[Opening Information given section]
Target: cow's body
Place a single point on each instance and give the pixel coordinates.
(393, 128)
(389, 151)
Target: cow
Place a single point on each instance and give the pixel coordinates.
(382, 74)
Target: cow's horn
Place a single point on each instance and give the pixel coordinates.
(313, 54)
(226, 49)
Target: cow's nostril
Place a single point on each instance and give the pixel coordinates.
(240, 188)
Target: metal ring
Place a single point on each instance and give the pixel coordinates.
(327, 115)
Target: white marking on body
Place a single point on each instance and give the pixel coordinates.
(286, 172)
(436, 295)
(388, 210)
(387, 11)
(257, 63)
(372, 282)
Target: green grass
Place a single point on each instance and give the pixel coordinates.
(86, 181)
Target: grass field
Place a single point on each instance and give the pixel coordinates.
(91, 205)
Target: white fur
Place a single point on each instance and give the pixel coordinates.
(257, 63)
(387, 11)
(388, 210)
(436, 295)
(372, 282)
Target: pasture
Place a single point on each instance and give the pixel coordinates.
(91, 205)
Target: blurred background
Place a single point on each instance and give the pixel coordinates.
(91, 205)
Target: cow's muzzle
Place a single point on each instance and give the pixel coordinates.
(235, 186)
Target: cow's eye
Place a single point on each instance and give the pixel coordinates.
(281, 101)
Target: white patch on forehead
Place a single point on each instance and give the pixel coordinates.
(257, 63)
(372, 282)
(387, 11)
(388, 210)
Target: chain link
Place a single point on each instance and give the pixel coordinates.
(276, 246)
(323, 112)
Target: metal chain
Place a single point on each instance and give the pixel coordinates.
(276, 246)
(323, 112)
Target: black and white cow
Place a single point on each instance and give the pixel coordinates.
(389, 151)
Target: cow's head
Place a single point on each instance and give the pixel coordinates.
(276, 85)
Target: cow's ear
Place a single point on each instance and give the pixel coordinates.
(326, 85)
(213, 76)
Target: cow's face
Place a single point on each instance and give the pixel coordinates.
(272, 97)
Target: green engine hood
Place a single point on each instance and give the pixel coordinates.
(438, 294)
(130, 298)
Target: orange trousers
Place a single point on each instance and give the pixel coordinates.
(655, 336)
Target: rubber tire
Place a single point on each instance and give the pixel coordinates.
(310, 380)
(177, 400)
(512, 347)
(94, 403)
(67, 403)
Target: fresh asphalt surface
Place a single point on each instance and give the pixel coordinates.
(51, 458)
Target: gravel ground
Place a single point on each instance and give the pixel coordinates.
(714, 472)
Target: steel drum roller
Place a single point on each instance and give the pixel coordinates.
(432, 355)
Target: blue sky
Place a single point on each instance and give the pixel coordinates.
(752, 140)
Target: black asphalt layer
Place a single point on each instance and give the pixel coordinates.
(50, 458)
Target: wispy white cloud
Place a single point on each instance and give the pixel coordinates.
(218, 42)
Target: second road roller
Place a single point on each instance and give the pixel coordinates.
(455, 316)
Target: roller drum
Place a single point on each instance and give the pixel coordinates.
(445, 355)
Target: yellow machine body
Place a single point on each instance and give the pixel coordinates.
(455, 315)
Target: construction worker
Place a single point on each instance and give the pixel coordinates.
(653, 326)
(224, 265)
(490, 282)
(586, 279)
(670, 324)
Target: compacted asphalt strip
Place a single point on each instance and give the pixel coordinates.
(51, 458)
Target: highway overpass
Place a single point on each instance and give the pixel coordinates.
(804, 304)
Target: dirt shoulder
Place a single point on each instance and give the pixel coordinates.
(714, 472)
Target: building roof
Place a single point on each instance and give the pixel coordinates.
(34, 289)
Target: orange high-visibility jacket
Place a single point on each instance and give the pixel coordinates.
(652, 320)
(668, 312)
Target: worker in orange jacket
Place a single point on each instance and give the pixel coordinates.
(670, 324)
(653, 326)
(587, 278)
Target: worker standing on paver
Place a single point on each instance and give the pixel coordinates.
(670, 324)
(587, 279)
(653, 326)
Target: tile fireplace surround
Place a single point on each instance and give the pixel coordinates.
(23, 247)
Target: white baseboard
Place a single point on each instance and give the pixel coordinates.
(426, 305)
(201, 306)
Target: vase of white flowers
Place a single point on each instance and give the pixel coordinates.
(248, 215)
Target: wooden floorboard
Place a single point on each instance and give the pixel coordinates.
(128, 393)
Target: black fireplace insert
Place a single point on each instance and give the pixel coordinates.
[Closing Information given section]
* _Your instructions_: Give the listing above again, word for word.

* _Result of this exercise_:
Target: cow's body
Place a single point on each instance and give the pixel coordinates.
(393, 128)
(389, 151)
Target: cow
Place a single point on each instance and give the pixel coordinates.
(382, 74)
Target: cow's horn
Place a single point on each instance and give the pixel coordinates.
(313, 54)
(226, 49)
Target: cow's nostril
Place a single point on each instance and give the pixel coordinates.
(240, 188)
Target: metal ring
Place a single point on each instance and give the pixel coordinates.
(327, 115)
Target: white marking on body
Place a single point on each instance and give the pixel coordinates.
(286, 172)
(436, 295)
(388, 210)
(387, 11)
(257, 63)
(372, 282)
Target: green grass
Place a single point on each instance and give the pixel coordinates.
(86, 181)
Target: grass field
Place a single point on each instance and give the pixel coordinates.
(91, 205)
Target: white fur
Place a single point on each instance and give the pixel coordinates.
(257, 63)
(387, 11)
(388, 210)
(436, 295)
(372, 282)
Target: pasture
Place a single point on each instance and give the pixel coordinates.
(91, 205)
Target: blurred background
Place a single point on each instance and give the pixel coordinates.
(91, 205)
Target: cow's muzzle
Place a single point on each instance and give the pixel coordinates.
(235, 186)
Target: cow's eye
Place a single point on each instance and give the pixel coordinates.
(281, 101)
Target: white patch on forehead
Place a single point on each instance and give the pixel coordinates.
(257, 63)
(372, 282)
(387, 11)
(388, 210)
Target: chain link
Place a single point on each instance and give the pixel coordinates.
(276, 246)
(323, 112)
Target: metal chain
Place a single point on each instance and give the pixel coordinates.
(276, 246)
(323, 112)
Target: black and white cow
Place a single point on each instance and give the pixel coordinates.
(389, 151)
Target: cow's head
Place a single point on each instance and give the pixel coordinates.
(276, 85)
Target: cow's ear
Place a single point on each instance and give the pixel coordinates.
(326, 85)
(213, 76)
Target: cow's face
Place a single point on each instance and give the pixel coordinates.
(272, 97)
Target: green engine hood
Place a single point on each instance and give the pixel coordinates.
(438, 294)
(130, 298)
Target: orange trousers
Place a single point on each instance and give the pixel coordinates.
(655, 336)
Target: rubber tire
Place a single point on each instance and give the pixel coordinates.
(310, 380)
(177, 400)
(512, 347)
(94, 403)
(67, 403)
Target: fresh asphalt surface
Place a single point on each instance and give the pixel coordinates.
(51, 458)
Target: gravel ground
Place a single point on each instance and give the pixel coordinates.
(714, 472)
Target: steel drum roller
Place a single point on each instance and give the pixel coordinates.
(432, 355)
Target: blue sky
Place a single point on each instance and give the pixel coordinates.
(752, 140)
Target: black asphalt layer
Place a single point on each instance and give the pixel coordinates.
(50, 458)
Target: wispy white cloud
Place a single point on each instance and give the pixel coordinates.
(218, 42)
Target: second road roller
Place a single point on each instance and give the pixel coordinates.
(455, 316)
Target: roller drum
Place a single point on each instance and give the pixel coordinates.
(445, 355)
Target: yellow machine body
Place a single point on each instance and give the pixel coordinates.
(455, 315)
Target: construction worker
Place a single point on each instance and give the pixel coordinates.
(653, 326)
(224, 265)
(490, 282)
(586, 279)
(670, 324)
Target: compacted asphalt strip
Place a single point on each instance and give the pixel coordinates.
(51, 458)
Target: highway overpass
Place a single point on each instance and give the pixel coordinates.
(804, 304)
Target: dirt shoulder
Place a single point on each instance and give the pixel coordinates.
(714, 472)
Target: building roof
Place a single point on each instance and give the pixel coordinates.
(34, 289)
Target: orange high-visibility jacket
Place a single point on each instance and give the pixel coordinates.
(652, 320)
(668, 312)
Target: worker in orange jacket
Place a single point on each instance and give the pixel coordinates.
(670, 324)
(653, 326)
(587, 278)
Target: worker standing on paver
Place a single point on each instance and give the pixel coordinates.
(670, 324)
(587, 279)
(653, 326)
Target: tile fireplace surround
Place a single point on each instance and give the pixel coordinates.
(23, 247)
Target: white baseboard
Place a single point on each instance and give the pixel coordinates.
(426, 305)
(201, 306)
Target: vase of white flowers
Place a single point on each instance and give the pixel coordinates.
(248, 215)
Target: wooden floorboard
Place a single point on each instance and give the pixel coordinates.
(128, 393)
Target: black fireplace insert
Place a single point on each instance and give the pixel coordinates.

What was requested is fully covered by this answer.